*YOUR TASK*. All entries shown below must be given again word for word.

*MATERIAL FOR THIS TASK*.
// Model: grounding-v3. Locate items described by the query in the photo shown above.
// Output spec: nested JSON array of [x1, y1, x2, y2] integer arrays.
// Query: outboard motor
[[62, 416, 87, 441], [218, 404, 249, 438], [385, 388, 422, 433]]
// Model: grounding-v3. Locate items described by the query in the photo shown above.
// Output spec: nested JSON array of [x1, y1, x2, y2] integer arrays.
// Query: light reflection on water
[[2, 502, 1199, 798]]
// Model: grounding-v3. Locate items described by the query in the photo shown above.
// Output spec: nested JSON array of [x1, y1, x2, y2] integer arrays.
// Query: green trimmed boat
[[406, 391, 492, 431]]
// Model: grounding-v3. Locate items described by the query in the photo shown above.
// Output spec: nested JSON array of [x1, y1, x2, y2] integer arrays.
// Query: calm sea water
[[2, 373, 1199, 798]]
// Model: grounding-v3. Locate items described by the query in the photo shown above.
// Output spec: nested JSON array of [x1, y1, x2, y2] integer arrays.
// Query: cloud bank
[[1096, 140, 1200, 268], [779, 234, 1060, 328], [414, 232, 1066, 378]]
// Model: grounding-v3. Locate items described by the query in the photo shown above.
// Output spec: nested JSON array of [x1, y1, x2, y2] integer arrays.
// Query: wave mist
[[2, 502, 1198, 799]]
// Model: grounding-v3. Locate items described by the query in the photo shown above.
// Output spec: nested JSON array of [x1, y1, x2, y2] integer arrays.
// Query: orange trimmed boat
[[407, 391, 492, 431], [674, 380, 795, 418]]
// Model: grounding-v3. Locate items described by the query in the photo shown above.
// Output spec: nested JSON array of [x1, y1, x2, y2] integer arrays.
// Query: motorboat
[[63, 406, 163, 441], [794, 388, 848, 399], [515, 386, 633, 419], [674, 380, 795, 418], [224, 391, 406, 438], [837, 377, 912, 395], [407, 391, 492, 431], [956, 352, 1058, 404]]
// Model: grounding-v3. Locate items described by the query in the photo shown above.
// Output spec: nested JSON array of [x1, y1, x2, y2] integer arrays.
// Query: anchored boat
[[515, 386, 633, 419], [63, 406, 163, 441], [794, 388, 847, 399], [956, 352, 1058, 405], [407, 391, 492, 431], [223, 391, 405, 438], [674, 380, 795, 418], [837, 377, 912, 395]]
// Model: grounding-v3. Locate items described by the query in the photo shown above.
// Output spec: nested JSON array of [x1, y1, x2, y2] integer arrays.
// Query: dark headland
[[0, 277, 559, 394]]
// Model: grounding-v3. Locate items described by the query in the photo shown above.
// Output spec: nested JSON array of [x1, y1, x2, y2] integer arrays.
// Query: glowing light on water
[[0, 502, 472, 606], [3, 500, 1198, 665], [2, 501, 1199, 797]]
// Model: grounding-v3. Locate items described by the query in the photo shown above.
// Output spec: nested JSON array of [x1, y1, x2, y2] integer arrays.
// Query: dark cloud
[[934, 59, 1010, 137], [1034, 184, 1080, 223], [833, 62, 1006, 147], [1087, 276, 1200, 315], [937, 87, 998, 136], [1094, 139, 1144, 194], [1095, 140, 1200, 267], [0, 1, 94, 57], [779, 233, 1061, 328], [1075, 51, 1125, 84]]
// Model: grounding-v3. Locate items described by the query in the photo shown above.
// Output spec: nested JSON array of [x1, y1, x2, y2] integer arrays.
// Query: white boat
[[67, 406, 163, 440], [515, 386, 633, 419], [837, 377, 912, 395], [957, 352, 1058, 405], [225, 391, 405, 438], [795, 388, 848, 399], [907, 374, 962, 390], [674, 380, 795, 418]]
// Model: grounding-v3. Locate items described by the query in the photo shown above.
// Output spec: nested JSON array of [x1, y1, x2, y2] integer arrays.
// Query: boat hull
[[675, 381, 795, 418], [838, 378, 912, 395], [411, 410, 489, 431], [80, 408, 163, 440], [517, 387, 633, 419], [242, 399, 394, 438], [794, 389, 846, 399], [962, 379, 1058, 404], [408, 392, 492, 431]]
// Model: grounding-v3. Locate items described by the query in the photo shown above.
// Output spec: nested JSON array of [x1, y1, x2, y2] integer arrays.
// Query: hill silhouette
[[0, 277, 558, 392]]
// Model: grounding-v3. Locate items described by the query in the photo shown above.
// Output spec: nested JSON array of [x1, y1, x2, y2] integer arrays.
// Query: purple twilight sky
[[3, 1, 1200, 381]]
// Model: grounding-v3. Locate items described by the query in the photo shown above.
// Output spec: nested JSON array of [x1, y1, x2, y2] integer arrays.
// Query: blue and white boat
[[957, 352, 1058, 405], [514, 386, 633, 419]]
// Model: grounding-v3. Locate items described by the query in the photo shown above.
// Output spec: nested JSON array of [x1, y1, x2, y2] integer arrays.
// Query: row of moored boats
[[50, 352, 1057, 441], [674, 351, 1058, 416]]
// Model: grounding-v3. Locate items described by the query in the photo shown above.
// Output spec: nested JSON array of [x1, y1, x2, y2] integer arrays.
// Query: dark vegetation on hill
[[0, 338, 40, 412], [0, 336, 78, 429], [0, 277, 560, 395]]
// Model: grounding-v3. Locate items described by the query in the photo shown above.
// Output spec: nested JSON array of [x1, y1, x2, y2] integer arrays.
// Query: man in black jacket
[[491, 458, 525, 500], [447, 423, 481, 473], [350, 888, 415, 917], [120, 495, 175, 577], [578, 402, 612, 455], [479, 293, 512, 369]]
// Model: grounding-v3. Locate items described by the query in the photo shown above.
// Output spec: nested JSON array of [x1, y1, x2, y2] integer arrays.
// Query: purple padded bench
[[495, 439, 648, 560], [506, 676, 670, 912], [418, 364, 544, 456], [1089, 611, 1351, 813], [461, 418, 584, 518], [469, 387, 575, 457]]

*RESPONSE TO THE TASK*.
// Model: grounding-v3. Locate items described by the query in the photo shown above.
// Output spec: nested JSON array of [x1, y1, x2, y2] integer arrays.
// Query: outboard motor
[[62, 416, 87, 441], [218, 404, 249, 438], [385, 388, 422, 433]]
// Model: grounding-v3. Locate items described by the query in the photo shown above.
// Output spec: nested JSON array of [x1, y1, x2, y2] integer arrays.
// Query: light reflection on water
[[2, 502, 1199, 798]]
// Model: grounding-v3. Locate items described by the query in the photo shown above.
// Output spec: nested JSON array of [x1, y1, x2, y2] integer arrays.
// Query: green trimmed boat
[[406, 391, 492, 431]]
// Model: grounding-v3. Locate items described by the query in the photo shown above.
// Output spec: nested JSON array of [x1, y1, x2, y2] integer arrays.
// Query: calm sea water
[[2, 373, 1199, 798]]
// Model: grounding-v3. Locate items described by the query in the photo shown above.
// Output spec: nested JSON array of [x1, y1, x2, y2] integer arrays.
// Query: cloud bank
[[1096, 140, 1200, 268], [779, 234, 1060, 328], [414, 232, 1066, 378]]
// Model: grounding-v3. Locate items described by the query in the photo shown above.
// Output spec: nested JSON array of [x1, y1, x2, y2] integer arrays.
// Query: wave mist
[[2, 502, 1198, 799]]
// Model: grounding-v3. Locate items described by the query in the photo shown above.
// Output spec: nested JSON array of [x1, y1, x2, y2] integer arrays.
// Query: orange trimmed boat
[[407, 391, 492, 431], [674, 380, 795, 418]]
// Model: grounding-v3. Locate items described by the query in the photo shown above.
// Output spec: nested JSON array of [x1, y1, x2, y2] integer arrays.
// Query: motorboat
[[63, 406, 163, 441], [794, 388, 848, 399], [515, 386, 633, 419], [674, 380, 795, 418], [224, 391, 406, 438], [837, 377, 912, 395], [407, 391, 492, 431], [956, 352, 1058, 404]]
// Model: grounding-v3. Locate items described by the query in the photo shown above.
// Output spec: nested JSON array of [x1, y1, x2, y2] integer arrays.
// Query: anchored boat
[[515, 386, 633, 419], [63, 406, 163, 441], [794, 388, 847, 399], [956, 352, 1058, 405], [407, 391, 492, 431], [223, 391, 405, 438], [674, 380, 795, 418], [837, 377, 912, 395]]
// Model: grounding-v3. Locate items described by the query in the photo shown above.
// Output spec: nested JSON array of [x1, y1, x2, y2] integer arrays.
// Query: dark headland
[[0, 277, 559, 394]]
// Model: grounding-v3. Locate items described by the query in the photo shown above.
// Output spec: nested JSON array of [x1, y1, x2, y2] integer arrays.
// Query: glowing light on water
[[0, 502, 472, 606], [3, 500, 1198, 665], [2, 501, 1199, 797]]
// Model: grounding-v3. Locate items described by the query in the photo shown above.
// Output spec: nested JSON array of [x1, y1, x2, y2] integer arrays.
// Query: dark cloud
[[934, 59, 1010, 137], [1034, 184, 1080, 223], [833, 62, 1006, 147], [1087, 276, 1200, 315], [937, 87, 998, 136], [1094, 139, 1144, 194], [1095, 140, 1200, 267], [0, 1, 94, 57], [779, 233, 1061, 328], [1075, 51, 1125, 84]]
// Model: grounding-v3. Locate items described by the query in the photo shown above.
// Output spec: nested JSON array of [x1, y1, x2, y2] integer arrays.
// Query: white boat
[[67, 406, 163, 440], [515, 386, 633, 419], [837, 377, 912, 395], [957, 352, 1058, 405], [225, 391, 405, 438], [795, 388, 848, 399], [907, 374, 962, 390], [674, 380, 795, 418]]
// Model: grounding-v3. Locate items described by the query in the photo shown above.
// Output spec: nested JSON array of [x1, y1, x2, y2] integer arrays.
// Query: boat hull
[[675, 381, 795, 418], [838, 378, 912, 395], [411, 410, 489, 431], [80, 408, 163, 440], [517, 387, 633, 419], [242, 399, 394, 438], [794, 389, 846, 399], [962, 379, 1058, 404], [408, 392, 492, 431]]
// Model: grounding-v3. Locate items described by the query in the photo shown above.
// Output spec: nested JSON array of [x1, y1, x2, y2] integer arrays.
// Query: hill silhouette
[[0, 277, 558, 392]]
// Model: grounding-v3. Locate items described by the query in the photo shown above.
// Output spec: nested JSON array of [x1, y1, x2, y2] integer arrays.
// Query: purple twilight sky
[[3, 1, 1200, 381]]
// Model: grounding-v3. Locate items described by the query in the photo shown above.
// Output spec: nested JSON array of [x1, y1, x2, y2] integer arrays.
// Query: blue and white boat
[[957, 352, 1058, 405], [514, 386, 633, 419]]
// Model: grounding-v3. Locate items described by the query in the photo shown above.
// Output spec: nested JSON array of [x1, y1, x2, y2] integer arrays.
// Query: row of moored boats
[[50, 352, 1057, 441], [674, 351, 1058, 416]]
// Model: grounding-v3. Locate items described by the query in the photo shown above.
// Output spec: nested JSON array of [x1, y1, x2, y2] integer arrays.
// Query: dark vegetation on hill
[[0, 338, 40, 412], [0, 336, 78, 429], [0, 277, 560, 395]]
// Model: grounding-v3. Locate items described by the query in the photo shown above.
// Output spec: nested JSON array of [x1, y1, x2, y2] integer arrays.
// Query: man in black jacket
[[491, 458, 525, 500], [447, 423, 481, 473], [350, 888, 415, 917], [120, 495, 175, 577], [578, 402, 612, 455], [479, 293, 512, 369]]
// Model: grounding-v3. Locate items described by the query in the photo shown above.
// Output spec: nested JSON array of [x1, y1, x2, y2] integer arrays.
// Query: purple padded bench
[[495, 439, 648, 560], [506, 676, 670, 912], [418, 364, 544, 456], [1089, 611, 1351, 813], [461, 418, 584, 518], [469, 387, 575, 457]]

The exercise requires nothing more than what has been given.